**SET TASK:**
Render all of the rows below as a Markdown table, with a Line column for the line number and a Content column for the line itself. Skip blank lines and leave the pictures out.

#### SUPPLIED DATA ####

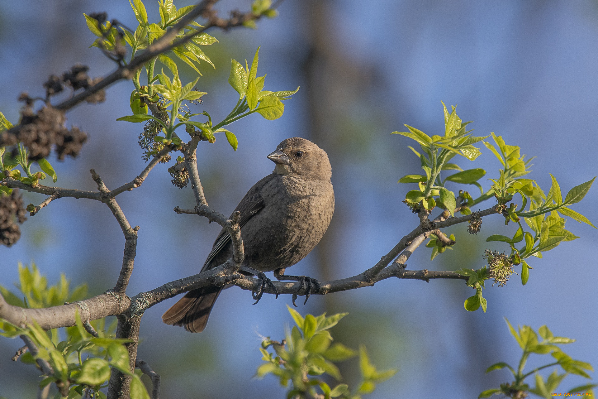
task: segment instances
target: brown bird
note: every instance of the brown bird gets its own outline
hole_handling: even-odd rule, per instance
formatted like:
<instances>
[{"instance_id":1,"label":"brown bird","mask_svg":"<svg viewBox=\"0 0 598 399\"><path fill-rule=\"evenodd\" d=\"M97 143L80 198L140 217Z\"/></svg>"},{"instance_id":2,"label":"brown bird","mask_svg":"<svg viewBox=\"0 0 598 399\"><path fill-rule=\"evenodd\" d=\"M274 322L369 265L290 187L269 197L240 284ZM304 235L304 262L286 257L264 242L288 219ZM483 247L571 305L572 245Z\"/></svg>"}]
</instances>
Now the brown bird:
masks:
<instances>
[{"instance_id":1,"label":"brown bird","mask_svg":"<svg viewBox=\"0 0 598 399\"><path fill-rule=\"evenodd\" d=\"M257 275L261 282L254 293L255 303L266 285L271 284L264 272L272 271L279 280L295 280L307 285L307 301L317 281L283 273L312 251L332 219L334 191L330 162L324 150L299 137L282 141L268 158L276 165L273 172L251 187L235 209L241 213L245 254L240 271ZM222 264L232 254L230 236L222 229L202 271ZM189 291L162 315L163 321L201 333L224 288L206 287Z\"/></svg>"}]
</instances>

####

**FULL OUTPUT:**
| Line | Content |
|---|---|
| 1 | task: segment instances |
| 2 | target: brown bird |
| 3 | note: every instance of the brown bird gets its own outline |
| 4 | hole_handling: even-odd rule, per instance |
| 5 | formatted like: |
| 6 | <instances> |
| 7 | [{"instance_id":1,"label":"brown bird","mask_svg":"<svg viewBox=\"0 0 598 399\"><path fill-rule=\"evenodd\" d=\"M97 143L80 198L140 217Z\"/></svg>"},{"instance_id":2,"label":"brown bird","mask_svg":"<svg viewBox=\"0 0 598 399\"><path fill-rule=\"evenodd\" d=\"M274 322L369 265L290 187L269 197L240 284ZM304 235L304 262L286 257L264 242L288 219ZM483 247L571 305L572 245Z\"/></svg>"}] |
| 8 | </instances> |
| 9 | Now the brown bird: |
| 10 | masks: |
| 11 | <instances> |
| 12 | [{"instance_id":1,"label":"brown bird","mask_svg":"<svg viewBox=\"0 0 598 399\"><path fill-rule=\"evenodd\" d=\"M257 275L261 282L254 293L255 303L266 285L271 284L264 272L272 271L279 280L295 280L307 285L307 301L317 281L283 273L312 251L332 219L334 191L330 162L324 150L299 137L282 141L268 158L276 165L273 172L251 187L235 209L241 213L245 254L240 271ZM222 264L232 254L230 236L222 229L202 271ZM189 291L162 315L163 321L201 333L224 288L206 287Z\"/></svg>"}] |
| 13 | </instances> |